┌──
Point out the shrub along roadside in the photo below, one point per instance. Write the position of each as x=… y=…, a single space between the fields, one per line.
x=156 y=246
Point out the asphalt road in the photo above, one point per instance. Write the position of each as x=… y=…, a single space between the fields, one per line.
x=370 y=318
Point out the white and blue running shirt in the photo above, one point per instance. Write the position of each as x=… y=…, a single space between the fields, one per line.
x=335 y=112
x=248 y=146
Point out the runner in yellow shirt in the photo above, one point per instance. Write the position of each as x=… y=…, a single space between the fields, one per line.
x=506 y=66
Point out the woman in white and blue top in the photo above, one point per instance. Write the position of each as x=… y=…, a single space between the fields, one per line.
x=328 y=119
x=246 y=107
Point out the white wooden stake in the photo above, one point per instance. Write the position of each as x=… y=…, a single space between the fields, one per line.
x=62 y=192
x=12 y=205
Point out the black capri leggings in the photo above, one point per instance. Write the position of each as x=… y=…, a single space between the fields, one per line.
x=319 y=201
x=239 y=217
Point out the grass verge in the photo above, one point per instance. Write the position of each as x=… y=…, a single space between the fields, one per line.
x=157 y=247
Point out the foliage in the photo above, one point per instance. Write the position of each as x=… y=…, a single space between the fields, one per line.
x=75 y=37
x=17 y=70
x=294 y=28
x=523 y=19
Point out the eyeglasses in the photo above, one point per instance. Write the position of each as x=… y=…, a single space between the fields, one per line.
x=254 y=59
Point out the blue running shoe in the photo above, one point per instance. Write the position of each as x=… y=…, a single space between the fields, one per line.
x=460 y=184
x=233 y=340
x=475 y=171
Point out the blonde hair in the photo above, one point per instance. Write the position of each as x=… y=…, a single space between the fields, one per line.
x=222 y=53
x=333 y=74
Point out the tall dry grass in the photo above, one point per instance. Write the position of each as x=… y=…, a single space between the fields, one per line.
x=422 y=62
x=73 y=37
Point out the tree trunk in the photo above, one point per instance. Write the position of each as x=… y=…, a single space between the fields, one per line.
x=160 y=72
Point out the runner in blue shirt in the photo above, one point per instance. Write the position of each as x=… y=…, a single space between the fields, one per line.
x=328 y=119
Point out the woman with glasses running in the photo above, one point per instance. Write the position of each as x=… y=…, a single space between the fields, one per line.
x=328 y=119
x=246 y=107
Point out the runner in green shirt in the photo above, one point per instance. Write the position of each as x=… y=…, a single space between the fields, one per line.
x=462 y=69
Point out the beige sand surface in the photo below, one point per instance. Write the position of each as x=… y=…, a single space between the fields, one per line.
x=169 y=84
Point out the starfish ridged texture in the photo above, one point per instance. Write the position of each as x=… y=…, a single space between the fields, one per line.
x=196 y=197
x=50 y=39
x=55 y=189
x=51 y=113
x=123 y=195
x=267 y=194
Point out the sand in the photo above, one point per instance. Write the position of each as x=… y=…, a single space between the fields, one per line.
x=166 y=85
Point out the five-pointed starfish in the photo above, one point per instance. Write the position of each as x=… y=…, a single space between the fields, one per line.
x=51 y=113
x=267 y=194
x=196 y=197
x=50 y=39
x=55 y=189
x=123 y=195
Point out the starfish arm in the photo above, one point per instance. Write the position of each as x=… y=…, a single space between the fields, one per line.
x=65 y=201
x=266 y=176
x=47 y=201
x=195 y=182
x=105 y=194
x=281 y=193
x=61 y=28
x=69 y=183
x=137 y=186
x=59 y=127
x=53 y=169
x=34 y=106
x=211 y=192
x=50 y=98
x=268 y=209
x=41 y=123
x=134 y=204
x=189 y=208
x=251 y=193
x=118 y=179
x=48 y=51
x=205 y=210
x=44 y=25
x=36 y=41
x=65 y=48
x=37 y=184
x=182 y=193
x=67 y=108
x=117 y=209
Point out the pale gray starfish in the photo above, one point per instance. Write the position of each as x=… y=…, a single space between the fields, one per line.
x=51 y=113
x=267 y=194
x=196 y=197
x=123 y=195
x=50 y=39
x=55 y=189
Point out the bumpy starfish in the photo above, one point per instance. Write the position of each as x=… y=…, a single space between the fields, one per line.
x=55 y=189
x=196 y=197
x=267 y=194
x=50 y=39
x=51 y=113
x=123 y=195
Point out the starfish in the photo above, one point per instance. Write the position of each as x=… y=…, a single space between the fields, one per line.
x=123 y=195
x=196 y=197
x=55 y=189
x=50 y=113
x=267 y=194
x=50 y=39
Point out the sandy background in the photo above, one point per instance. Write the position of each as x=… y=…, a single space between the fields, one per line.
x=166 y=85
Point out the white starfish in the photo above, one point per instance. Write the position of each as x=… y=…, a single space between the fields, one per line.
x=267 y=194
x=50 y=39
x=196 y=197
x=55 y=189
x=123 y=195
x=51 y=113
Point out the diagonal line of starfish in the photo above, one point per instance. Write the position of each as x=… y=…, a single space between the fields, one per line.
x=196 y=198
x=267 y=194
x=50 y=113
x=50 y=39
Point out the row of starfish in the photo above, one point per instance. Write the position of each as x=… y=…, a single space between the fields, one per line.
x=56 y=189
└──
Activity:
Copy out the full set of entries without altering anything.

Output below:
Point out the shrub along roadside in the photo below, one point per instance. Write the position of each as x=… y=…, a single space between the fields, one per line.
x=156 y=246
Point out the asphalt road in the photo above, one point per instance. Write the position of each as x=… y=…, a single space between the fields, one per line.
x=370 y=318
Point out the white and blue running shirt in the photo above, one point per instance. Write the position of each as x=… y=…, a single space between the fields, one per line.
x=335 y=112
x=248 y=146
Point out the runner in yellow shirt in the photo above, one point per instance. Write the position of each as x=… y=…, a single space between the fields, one per line.
x=506 y=66
Point out the woman in white and blue top in the photo above, one point per instance. Write the position of each as x=… y=…, a single space between the fields, one per line.
x=328 y=119
x=246 y=107
Point out the white wooden stake in the photo above, one point per instance. Write the position of each as x=… y=…, a single space between the fields, one per line.
x=62 y=192
x=12 y=205
Point out the black capri leggings in the photo above, one point per instance. Write the position of each as x=… y=…, a single space between the fields, one per line.
x=319 y=201
x=239 y=217
Point out the grass verge in the photo above, one point per instance. Write the position of each as x=… y=…, a single space between the fields, one per line.
x=157 y=247
Point out the foliage in the photo above, one point per instance. Write the position of each as x=… y=…, a single space between the fields, one per line.
x=75 y=37
x=17 y=70
x=294 y=28
x=523 y=19
Point out the eyeglasses in the photo above, one point per instance. Write the position of each as x=… y=…, a single space between the fields, one per line.
x=254 y=59
Point out the blue running shoe in the photo above, one point per instance. Write the position of each as x=… y=…, a single space between the fields, one per line.
x=460 y=184
x=233 y=340
x=475 y=171
Point out the blonde hair in the photo above, one point per instance. Write the position of each as x=… y=…, a single space between the fields, one per line.
x=222 y=53
x=333 y=74
Point out the tall dry grass in the photo above, one point per instance. Write the position of each as x=… y=…, a single space between the fields, one per line.
x=422 y=62
x=73 y=37
Point out the tree trunk in the photo above, one point per instance. Write the position of each as x=… y=…, a single space between the fields, one per line.
x=160 y=72
Point out the runner in blue shirt in the photo above, one point per instance. Write the position of each as x=… y=…, a single space between the fields, one per line.
x=328 y=119
Point out the woman with glasses running in the photo above, one point per instance. Write the position of each as x=… y=…, a single space between the fields, one per line.
x=328 y=119
x=246 y=107
Point out the runner in green shirt in the photo above, one point per instance. Write the position of each as x=… y=…, a single space between the fields, one per line.
x=462 y=69
Point out the beige sand surface in the photo below, one point per instance. Write the position of each as x=… y=…, a single space between the fields, one per line.
x=169 y=84
Point out the starfish ridged texture in the photo above, one point per instance. Write the position of each as x=… y=…, a single space between the fields, one per line.
x=196 y=197
x=50 y=39
x=55 y=189
x=51 y=113
x=123 y=195
x=267 y=194
Point out the sand in the photo above, one point per instance. Write the position of each as x=… y=…, a single space between the fields, one per line.
x=166 y=85
Point out the five-pointed starfish in the photo above, one point per instance. Write the position of each as x=… y=…, a single space between the fields, one per line.
x=51 y=113
x=267 y=194
x=196 y=197
x=50 y=39
x=55 y=189
x=123 y=195
Point out the starfish arm in the photo above, one point per instance. Write the position of each as x=… y=…, a single space between the fields, one per line.
x=65 y=201
x=266 y=176
x=47 y=201
x=195 y=182
x=105 y=194
x=281 y=193
x=61 y=28
x=69 y=183
x=137 y=186
x=59 y=127
x=53 y=169
x=34 y=106
x=211 y=192
x=50 y=98
x=268 y=209
x=41 y=123
x=134 y=204
x=189 y=208
x=251 y=193
x=118 y=179
x=48 y=51
x=205 y=210
x=44 y=25
x=36 y=41
x=65 y=48
x=37 y=184
x=182 y=193
x=67 y=108
x=117 y=209
Point out the pale gray starfish in the photo above, one point per instance. Write the position of each as x=… y=…, a single space between the fields, one per line.
x=51 y=113
x=267 y=194
x=196 y=197
x=123 y=195
x=50 y=39
x=55 y=189
Point out the bumpy starfish in the photo above, one point per instance. Write the position of each as x=… y=…, a single space between the fields, one per line.
x=55 y=189
x=196 y=197
x=267 y=194
x=50 y=39
x=51 y=113
x=123 y=195
Point out the starfish in the photo above, one point per instance. Write the position of each as x=… y=…, a single space between the fields, one per line.
x=123 y=195
x=196 y=197
x=55 y=189
x=50 y=113
x=267 y=194
x=50 y=39
Point out the sandy background in the photo above, one point per instance. Write the position of each as x=… y=…, a single space between the fields, one per line.
x=166 y=85
Point out the white starfish in the photo above, one point per instance. Write the position of each as x=… y=…, a single space between the fields, one per line.
x=267 y=194
x=50 y=39
x=196 y=197
x=55 y=189
x=123 y=195
x=51 y=113
Point out the diagonal line of starfish in the photo above, one point per instance. Write the position of each as x=… y=…, a single space between the fields, one per line.
x=196 y=198
x=267 y=194
x=50 y=113
x=50 y=39
Point out the row of starfish in the photo above, one point per instance. Write the position of each as x=… y=…, a single space between the fields, one per line.
x=56 y=189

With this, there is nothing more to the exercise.